◆ **Action item**
Tally the lines in the entries below that contain the string "positive", with case counting, and reply with only the number.

◆ **Record set**
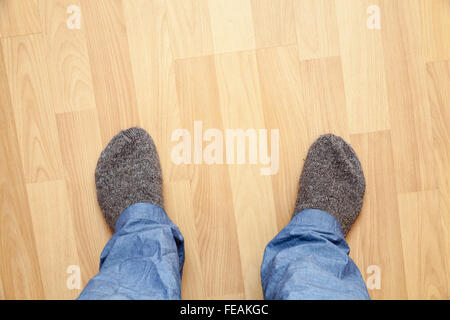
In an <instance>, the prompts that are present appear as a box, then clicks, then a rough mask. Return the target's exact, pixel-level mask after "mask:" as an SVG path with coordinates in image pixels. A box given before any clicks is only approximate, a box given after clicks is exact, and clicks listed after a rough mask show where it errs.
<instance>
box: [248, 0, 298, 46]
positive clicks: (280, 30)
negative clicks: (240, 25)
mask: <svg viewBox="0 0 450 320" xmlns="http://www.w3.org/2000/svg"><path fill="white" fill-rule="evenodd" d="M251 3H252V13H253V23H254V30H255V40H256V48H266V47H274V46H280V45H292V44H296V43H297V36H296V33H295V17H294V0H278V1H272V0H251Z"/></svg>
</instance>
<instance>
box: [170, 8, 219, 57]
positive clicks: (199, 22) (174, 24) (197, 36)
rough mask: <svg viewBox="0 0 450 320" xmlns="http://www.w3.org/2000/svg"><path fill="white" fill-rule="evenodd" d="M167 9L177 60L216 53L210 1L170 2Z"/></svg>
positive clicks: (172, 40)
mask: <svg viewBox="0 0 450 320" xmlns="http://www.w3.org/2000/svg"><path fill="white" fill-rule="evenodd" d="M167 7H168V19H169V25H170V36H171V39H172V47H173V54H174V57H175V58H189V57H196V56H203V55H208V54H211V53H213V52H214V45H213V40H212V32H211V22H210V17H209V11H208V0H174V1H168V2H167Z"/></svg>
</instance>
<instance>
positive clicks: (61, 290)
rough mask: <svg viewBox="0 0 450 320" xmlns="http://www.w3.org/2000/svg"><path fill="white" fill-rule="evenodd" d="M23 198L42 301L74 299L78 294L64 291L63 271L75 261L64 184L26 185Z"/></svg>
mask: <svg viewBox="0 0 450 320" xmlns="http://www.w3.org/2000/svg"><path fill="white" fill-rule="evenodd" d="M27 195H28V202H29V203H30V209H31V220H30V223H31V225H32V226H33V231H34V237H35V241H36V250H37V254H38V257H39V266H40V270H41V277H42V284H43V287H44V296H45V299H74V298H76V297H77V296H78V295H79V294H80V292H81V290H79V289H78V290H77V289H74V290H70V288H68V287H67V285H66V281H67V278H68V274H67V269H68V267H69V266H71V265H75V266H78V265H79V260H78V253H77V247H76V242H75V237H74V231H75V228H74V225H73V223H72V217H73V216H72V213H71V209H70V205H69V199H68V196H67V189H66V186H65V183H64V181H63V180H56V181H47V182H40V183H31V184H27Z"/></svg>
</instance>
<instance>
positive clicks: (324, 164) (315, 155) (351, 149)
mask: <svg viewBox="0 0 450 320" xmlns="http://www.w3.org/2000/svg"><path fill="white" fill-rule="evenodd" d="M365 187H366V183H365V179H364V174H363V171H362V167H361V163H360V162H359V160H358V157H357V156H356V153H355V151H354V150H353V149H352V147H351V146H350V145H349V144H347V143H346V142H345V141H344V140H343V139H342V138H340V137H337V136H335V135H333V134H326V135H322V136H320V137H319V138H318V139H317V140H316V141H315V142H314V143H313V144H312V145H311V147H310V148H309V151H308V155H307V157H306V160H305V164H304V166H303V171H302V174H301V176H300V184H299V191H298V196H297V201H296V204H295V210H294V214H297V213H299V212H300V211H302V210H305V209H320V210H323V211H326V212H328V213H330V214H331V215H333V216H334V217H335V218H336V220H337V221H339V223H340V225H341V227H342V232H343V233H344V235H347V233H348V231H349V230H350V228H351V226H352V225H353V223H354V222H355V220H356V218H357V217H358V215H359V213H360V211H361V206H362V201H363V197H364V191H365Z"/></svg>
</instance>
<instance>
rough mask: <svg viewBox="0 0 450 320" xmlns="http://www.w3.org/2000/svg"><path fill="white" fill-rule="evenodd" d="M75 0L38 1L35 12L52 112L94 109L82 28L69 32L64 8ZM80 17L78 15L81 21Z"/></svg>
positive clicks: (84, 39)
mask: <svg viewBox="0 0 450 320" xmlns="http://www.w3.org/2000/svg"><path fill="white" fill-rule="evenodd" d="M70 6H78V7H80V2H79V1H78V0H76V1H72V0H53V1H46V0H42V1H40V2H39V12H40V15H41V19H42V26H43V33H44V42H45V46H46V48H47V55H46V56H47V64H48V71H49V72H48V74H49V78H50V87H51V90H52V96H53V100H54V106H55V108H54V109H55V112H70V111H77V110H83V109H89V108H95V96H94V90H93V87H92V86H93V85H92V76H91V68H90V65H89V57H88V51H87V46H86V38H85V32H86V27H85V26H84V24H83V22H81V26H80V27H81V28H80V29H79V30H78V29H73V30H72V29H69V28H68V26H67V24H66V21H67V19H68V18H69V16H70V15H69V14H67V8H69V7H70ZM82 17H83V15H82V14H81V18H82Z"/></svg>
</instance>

◆ **Reply to the exercise**
6